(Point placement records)
--- Begin ---

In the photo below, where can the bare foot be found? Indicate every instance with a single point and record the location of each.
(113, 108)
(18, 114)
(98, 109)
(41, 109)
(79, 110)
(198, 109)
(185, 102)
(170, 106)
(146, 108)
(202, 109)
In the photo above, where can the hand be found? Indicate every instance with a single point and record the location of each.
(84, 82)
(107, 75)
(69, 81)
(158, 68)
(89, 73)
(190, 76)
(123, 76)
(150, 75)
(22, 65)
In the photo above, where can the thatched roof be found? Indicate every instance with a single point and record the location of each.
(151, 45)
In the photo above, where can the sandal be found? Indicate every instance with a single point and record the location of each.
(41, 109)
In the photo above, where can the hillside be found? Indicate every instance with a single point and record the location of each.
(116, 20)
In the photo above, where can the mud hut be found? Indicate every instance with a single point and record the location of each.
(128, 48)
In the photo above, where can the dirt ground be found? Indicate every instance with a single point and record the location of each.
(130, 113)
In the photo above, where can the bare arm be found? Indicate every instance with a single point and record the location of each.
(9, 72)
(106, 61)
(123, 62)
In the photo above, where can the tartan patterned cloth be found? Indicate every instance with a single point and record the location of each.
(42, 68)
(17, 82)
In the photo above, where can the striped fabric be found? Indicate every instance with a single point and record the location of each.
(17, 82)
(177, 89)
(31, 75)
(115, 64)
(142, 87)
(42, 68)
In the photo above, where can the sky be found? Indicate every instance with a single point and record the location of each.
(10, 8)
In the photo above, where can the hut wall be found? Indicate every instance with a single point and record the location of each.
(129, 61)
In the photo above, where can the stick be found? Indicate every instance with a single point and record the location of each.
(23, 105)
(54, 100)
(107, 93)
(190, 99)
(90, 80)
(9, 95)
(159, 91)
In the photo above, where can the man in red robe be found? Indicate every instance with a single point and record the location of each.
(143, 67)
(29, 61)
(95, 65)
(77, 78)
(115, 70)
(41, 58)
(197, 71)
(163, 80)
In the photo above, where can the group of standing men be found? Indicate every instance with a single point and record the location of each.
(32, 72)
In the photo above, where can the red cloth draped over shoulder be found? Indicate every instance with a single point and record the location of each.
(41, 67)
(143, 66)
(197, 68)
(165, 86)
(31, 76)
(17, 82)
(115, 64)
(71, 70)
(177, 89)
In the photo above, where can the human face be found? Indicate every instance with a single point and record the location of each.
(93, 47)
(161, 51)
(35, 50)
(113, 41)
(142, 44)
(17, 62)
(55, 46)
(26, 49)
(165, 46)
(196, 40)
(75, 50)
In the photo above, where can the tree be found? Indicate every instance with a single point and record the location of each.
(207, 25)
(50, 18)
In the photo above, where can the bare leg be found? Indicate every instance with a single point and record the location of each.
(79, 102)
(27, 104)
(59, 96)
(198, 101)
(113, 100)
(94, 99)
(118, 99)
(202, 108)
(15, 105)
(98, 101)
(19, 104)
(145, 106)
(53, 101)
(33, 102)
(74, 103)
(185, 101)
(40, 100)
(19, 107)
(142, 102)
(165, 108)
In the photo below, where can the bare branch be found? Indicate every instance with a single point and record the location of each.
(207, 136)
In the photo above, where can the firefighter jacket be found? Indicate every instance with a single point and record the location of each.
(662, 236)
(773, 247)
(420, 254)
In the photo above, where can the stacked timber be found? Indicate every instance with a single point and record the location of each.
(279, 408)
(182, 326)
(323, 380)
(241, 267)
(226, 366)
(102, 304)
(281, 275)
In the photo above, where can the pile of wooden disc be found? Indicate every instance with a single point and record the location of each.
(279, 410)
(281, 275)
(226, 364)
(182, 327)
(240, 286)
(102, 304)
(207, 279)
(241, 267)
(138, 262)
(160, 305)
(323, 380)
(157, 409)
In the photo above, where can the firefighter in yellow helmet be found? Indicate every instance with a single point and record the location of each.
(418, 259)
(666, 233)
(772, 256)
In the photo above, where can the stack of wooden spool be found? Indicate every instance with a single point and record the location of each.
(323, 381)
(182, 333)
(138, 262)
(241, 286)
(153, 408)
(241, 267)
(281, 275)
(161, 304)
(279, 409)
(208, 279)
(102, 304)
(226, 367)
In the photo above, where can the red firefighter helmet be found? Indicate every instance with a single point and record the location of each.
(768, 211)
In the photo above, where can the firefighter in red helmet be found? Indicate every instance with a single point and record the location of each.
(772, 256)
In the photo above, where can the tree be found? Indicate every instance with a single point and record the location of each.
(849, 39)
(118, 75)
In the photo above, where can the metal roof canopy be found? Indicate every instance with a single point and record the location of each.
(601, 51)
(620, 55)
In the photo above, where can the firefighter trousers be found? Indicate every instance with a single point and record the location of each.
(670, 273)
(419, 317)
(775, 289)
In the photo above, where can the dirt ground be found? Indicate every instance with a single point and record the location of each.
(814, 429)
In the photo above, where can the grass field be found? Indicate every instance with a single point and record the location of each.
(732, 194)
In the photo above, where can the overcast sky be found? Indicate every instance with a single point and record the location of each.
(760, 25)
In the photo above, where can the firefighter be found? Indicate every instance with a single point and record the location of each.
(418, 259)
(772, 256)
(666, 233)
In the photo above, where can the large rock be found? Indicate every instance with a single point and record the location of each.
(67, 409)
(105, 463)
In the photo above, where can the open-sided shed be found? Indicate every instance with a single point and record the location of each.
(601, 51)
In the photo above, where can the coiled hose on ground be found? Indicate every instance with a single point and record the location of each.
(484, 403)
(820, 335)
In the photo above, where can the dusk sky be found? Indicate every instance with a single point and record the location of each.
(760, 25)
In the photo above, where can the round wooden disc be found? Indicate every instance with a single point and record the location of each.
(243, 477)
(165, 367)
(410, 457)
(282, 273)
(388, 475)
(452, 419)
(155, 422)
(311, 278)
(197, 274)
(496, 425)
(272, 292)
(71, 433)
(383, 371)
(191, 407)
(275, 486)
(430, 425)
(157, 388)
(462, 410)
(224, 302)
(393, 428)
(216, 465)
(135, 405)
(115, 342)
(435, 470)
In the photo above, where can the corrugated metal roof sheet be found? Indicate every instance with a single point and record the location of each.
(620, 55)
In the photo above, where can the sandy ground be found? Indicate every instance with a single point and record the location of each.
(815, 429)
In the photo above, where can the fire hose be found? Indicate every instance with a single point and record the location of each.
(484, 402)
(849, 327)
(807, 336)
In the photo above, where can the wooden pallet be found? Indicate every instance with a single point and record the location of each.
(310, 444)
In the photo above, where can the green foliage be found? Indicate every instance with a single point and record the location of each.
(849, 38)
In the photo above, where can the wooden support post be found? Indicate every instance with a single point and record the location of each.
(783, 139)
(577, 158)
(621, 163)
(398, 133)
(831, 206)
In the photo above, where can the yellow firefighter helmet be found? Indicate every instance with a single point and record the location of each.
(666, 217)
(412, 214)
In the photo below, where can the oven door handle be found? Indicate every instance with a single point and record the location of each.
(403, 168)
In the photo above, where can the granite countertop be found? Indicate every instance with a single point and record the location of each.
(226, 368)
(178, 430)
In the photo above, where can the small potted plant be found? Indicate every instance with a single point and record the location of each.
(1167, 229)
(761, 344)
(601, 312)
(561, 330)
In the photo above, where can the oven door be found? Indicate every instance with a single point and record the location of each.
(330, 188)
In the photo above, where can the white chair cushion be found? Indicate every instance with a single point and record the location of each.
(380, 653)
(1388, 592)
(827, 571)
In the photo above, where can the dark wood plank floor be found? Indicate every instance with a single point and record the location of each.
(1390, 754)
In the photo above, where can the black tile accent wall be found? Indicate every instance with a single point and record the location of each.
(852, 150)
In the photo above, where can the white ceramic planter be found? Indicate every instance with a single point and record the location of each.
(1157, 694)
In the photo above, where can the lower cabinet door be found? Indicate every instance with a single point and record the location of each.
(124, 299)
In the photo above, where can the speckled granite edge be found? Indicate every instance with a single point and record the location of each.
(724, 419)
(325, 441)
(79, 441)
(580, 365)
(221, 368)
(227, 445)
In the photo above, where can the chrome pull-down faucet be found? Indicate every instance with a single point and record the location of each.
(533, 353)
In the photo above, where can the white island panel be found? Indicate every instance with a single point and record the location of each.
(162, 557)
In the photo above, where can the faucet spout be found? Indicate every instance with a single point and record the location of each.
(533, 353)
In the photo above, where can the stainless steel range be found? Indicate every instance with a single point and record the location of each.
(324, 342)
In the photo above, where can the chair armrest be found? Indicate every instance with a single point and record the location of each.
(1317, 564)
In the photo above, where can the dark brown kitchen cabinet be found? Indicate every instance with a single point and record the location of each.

--- End ---

### [TASK DETAILS]
Locate the line that contains "In the photo above, where can the speckled", then please quote it and every line after it to the end of the entries above, exactly and with nothing else.

### [EXERCISE OUTPUT]
In the photo above, where can the speckled granite edge be found? Indicate every instance with a single point and record the location of each.
(724, 419)
(325, 441)
(79, 441)
(580, 365)
(221, 368)
(227, 445)
In the photo above, where can the chrome pull-down faucet be found? Indicate every instance with a single point and record the location of each.
(533, 353)
In the photo above, where can the white island panel be found? Indicate every instance with a single point and record the location of each.
(162, 557)
In the photo above, where can the faucet spout be found? Indicate every instance with a single point and record the location of each.
(533, 353)
In the photo above, where can the stainless steel range be found? Indicate every instance with a single point and record the location of each.
(324, 342)
In the photo above, where can the chair armrest be found? Indicate every instance with a single point and record the location of each.
(1317, 564)
In the photo above, where can the dark brown kitchen cabinet be found? Indicate every instance with a single point and record the location of each.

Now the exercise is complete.